Source excerpt ::
• • • • •
SOME SCRAPS FROM AN ESSAY ON "SOUND AND SILENCE" WRITTEN IN THE LATTER HALF OF THIS MONTH,—DECEMBER, 1838[44]

As the truest society approaches always nearer to solitude, so the most excellent speech finally falls into silence. We go about to find Solitude and Silence, as though they dwelt only in distant glens and the depths of the forest, venturing out from these fastnesses at midnight. Silence _was_, say we, before ever the world was, as if creation had displaced her, and were not her visible framework and foil. It is only favorite dells that she deigns to frequent, and we dream not that she is then imported into them when we wend thither, as Selden's butcher busied himself with looking after his knife, when he had it in his mouth. For where man is, there is Silence.

* * * * *

Silence is the communing of a conscious soul with itself. If the soul attend for a moment to its own infinity, then and there is silence. She is audible to all men, at all times, in all places, and if we will we may always hearken to her admonitions.

* * * * *

Silence is ever less strange than noise, lurking amid the boughs of the hemlock or pine just in proportion as we find ourselves there. The nuthatch, tapping the upright trunks by our side, is only a partial spokesman for the solemn stillness.

* * * * *

She is always at hand with her wisdom, by roadsides and street corners; lurking in belfries, the cannon's mouth, and the wake of the earthquake; gathering up and fondling their puny din in her ample bosom.

* * * * *

Those divine sounds which are uttered to our inward ear—which are breathed in with the zephyr or reflected from the lake—come to us noiselessly, bathing the temples of the soul, as we stand motionless amid the rocks.

* * * * *

The halloo is the creature of walls and mason work; the whisper is fittest in the depths of the wood, or by the shore of the lake; but silence is best adapted to the acoustics of space.
• • • • •
Information supplied ::

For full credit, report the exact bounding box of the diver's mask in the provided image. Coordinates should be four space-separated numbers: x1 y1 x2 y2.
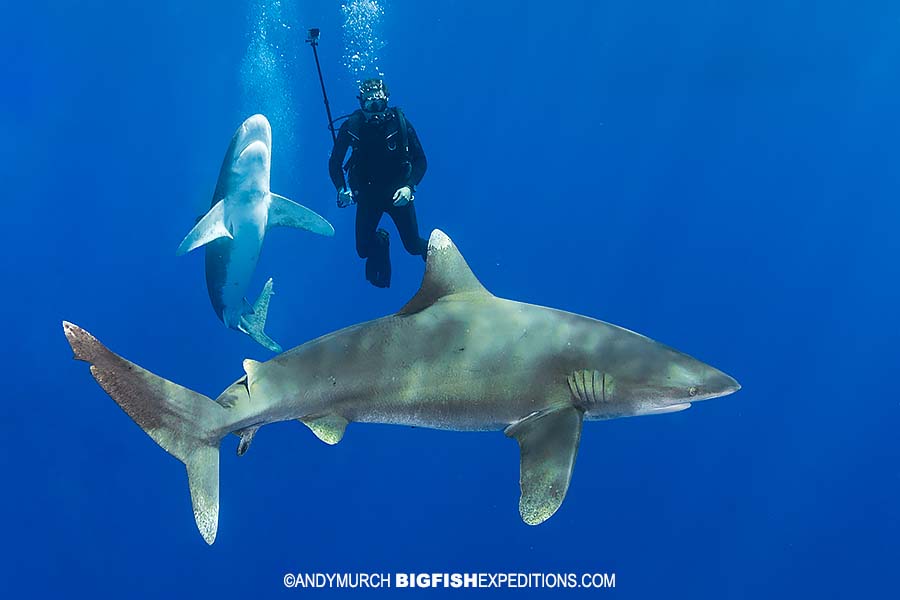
• • • • •
Your tasks ::
a) From the excerpt on sound and silence, write out everything from "Silence is ever" down to "acoustics of space.".
b) Answer these questions using the excerpt on sound and silence.
(i) Which bird taps the upright trunks and serves as a partial spokesman for the stillness?
(ii) What does the excerpt call silence in the sentence that begins "Silence is the communing"?
(iii) According to the last paragraph, what is the halloo the creature of?

Results for the exercise ::
a)
Silence is ever less strange than noise, lurking amid the boughs of the hemlock or pine just in proportion as we find ourselves there. The nuthatch, tapping the upright trunks by our side, is only a partial spokesman for the solemn stillness.

* * * * *

She is always at hand with her wisdom, by roadsides and street corners; lurking in belfries, the cannon's mouth, and the wake of the earthquake; gathering up and fondling their puny din in her ample bosom.

* * * * *

Those divine sounds which are uttered to our inward ear—which are breathed in with the zephyr or reflected from the lake—come to us noiselessly, bathing the temples of the soul, as we stand motionless amid the rocks.

* * * * *

The halloo is the creature of walls and mason work; the whisper is fittest in the depths of the wood, or by the shore of the lake; but silence is best adapted to the acoustics of space.

b)
(i) The nuthatch.
(ii) The communing of a conscious soul with itself.
(iii) Walls and mason work.